Given request:
Can you arrange the lines of the records below as a Markdown table with the columns Row and Line, starting at the line that contains "For every instance of the wet" and ending at the end of the records, with blank lines left out?

Provided data:
╭──
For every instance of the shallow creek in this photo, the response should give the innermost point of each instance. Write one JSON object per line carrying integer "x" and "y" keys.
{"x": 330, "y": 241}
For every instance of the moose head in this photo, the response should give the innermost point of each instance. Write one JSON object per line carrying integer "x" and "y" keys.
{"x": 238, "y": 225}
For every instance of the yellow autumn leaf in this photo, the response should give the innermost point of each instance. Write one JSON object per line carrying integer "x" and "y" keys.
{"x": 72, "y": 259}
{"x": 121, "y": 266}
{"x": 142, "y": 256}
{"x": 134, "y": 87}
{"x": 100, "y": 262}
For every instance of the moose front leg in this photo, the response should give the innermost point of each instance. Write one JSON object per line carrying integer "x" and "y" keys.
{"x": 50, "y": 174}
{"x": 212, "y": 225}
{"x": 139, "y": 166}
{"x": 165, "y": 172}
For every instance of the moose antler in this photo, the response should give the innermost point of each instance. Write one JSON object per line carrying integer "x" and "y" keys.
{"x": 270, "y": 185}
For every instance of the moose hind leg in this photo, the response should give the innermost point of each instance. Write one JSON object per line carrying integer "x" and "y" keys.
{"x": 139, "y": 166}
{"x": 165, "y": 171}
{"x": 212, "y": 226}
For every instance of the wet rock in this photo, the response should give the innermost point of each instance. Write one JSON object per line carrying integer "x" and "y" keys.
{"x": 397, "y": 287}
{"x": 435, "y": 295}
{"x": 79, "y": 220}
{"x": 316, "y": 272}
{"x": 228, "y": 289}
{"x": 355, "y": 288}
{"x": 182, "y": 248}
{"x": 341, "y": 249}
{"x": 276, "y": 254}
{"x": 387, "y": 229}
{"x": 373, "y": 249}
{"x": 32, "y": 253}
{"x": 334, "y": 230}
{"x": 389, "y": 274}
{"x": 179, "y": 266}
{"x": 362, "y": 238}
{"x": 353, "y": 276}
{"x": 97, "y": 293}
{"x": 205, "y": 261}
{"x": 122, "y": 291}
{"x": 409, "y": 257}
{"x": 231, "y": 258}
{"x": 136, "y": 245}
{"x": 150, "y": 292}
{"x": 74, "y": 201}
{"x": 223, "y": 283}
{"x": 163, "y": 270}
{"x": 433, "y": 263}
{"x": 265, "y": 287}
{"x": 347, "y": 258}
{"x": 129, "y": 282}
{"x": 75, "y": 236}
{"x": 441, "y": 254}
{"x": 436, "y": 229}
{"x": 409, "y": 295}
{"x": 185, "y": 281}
╰──
The output:
| Row | Line |
|---|---|
| 1 | For every instance of the wet rock in this photo, the response should give the innermost point of each instance. Write one JSON object per line carrying integer "x" and "y" keys. |
| 2 | {"x": 397, "y": 287} |
| 3 | {"x": 435, "y": 295} |
| 4 | {"x": 79, "y": 220} |
| 5 | {"x": 316, "y": 272} |
| 6 | {"x": 228, "y": 289} |
| 7 | {"x": 355, "y": 288} |
| 8 | {"x": 182, "y": 248} |
| 9 | {"x": 341, "y": 249} |
| 10 | {"x": 276, "y": 254} |
| 11 | {"x": 387, "y": 229} |
| 12 | {"x": 373, "y": 249} |
| 13 | {"x": 32, "y": 253} |
| 14 | {"x": 334, "y": 230} |
| 15 | {"x": 389, "y": 274} |
| 16 | {"x": 179, "y": 266} |
| 17 | {"x": 362, "y": 238} |
| 18 | {"x": 353, "y": 276} |
| 19 | {"x": 97, "y": 293} |
| 20 | {"x": 205, "y": 261} |
| 21 | {"x": 122, "y": 291} |
| 22 | {"x": 409, "y": 257} |
| 23 | {"x": 231, "y": 258} |
| 24 | {"x": 136, "y": 245} |
| 25 | {"x": 150, "y": 292} |
| 26 | {"x": 74, "y": 201} |
| 27 | {"x": 223, "y": 283} |
| 28 | {"x": 163, "y": 270} |
| 29 | {"x": 433, "y": 263} |
| 30 | {"x": 265, "y": 287} |
| 31 | {"x": 347, "y": 258} |
| 32 | {"x": 129, "y": 282} |
| 33 | {"x": 75, "y": 236} |
| 34 | {"x": 441, "y": 254} |
| 35 | {"x": 436, "y": 229} |
| 36 | {"x": 409, "y": 295} |
| 37 | {"x": 185, "y": 281} |